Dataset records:
====
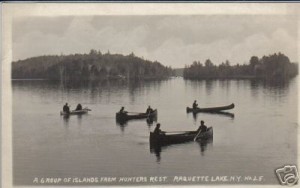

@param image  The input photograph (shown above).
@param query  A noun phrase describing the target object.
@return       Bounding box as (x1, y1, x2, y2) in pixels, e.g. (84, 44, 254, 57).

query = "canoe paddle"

(193, 130, 202, 141)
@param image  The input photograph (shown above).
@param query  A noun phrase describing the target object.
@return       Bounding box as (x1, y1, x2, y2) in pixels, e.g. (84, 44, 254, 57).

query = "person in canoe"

(193, 100, 198, 109)
(75, 103, 82, 111)
(63, 103, 70, 114)
(119, 106, 128, 114)
(146, 105, 154, 114)
(153, 123, 165, 135)
(196, 120, 207, 133)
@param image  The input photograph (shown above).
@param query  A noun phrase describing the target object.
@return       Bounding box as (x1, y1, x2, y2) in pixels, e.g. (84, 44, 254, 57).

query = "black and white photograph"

(2, 3, 300, 187)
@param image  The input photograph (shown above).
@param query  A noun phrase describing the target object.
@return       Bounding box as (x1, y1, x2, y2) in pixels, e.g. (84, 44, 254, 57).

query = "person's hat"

(157, 123, 161, 126)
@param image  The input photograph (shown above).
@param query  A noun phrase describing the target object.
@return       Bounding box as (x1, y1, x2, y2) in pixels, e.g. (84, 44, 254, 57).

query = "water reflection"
====
Each entry above is to be duplicated exactly, and its pictures omitted.

@param image  The input photograph (shown above).
@param query  A noun phrase describing the target object.
@return       Bounding box as (x1, y1, x2, y2) in pixels, e.g. (84, 44, 254, 57).

query = "canoe paddle"

(193, 130, 202, 141)
@param image  The input photograph (shown above).
@param query  A noun phrase describing the target object.
@return       Bounding box as (x1, y1, x2, y2) in pixels, e.g. (84, 44, 254, 57).

query = "person in canoe"

(193, 100, 198, 109)
(75, 103, 82, 111)
(63, 103, 70, 114)
(119, 106, 128, 114)
(146, 105, 154, 114)
(153, 123, 165, 135)
(196, 120, 207, 133)
@param image  The input photograph (shown above).
@param query  A noun phrase describing the target object.
@return       Bounding box as (x1, y1, x2, y2) in pixels, e.g. (84, 44, 254, 57).

query = "black and white photograph"

(2, 3, 300, 187)
@param image  The input photograph (shown above).
@param query  A noun phrase describing the target object.
@return       Bounding box as (x1, y1, x2, y2) in pixels, e.g. (84, 44, 254, 57).

query = "person's hat"

(157, 123, 161, 126)
@param image  The input photograph (shown above).
@param query  A noun phrase describing the target object.
@return       Bounding box as (x1, y1, x2, y2) in pixels, e.g. (84, 44, 254, 57).

query = "water reflection"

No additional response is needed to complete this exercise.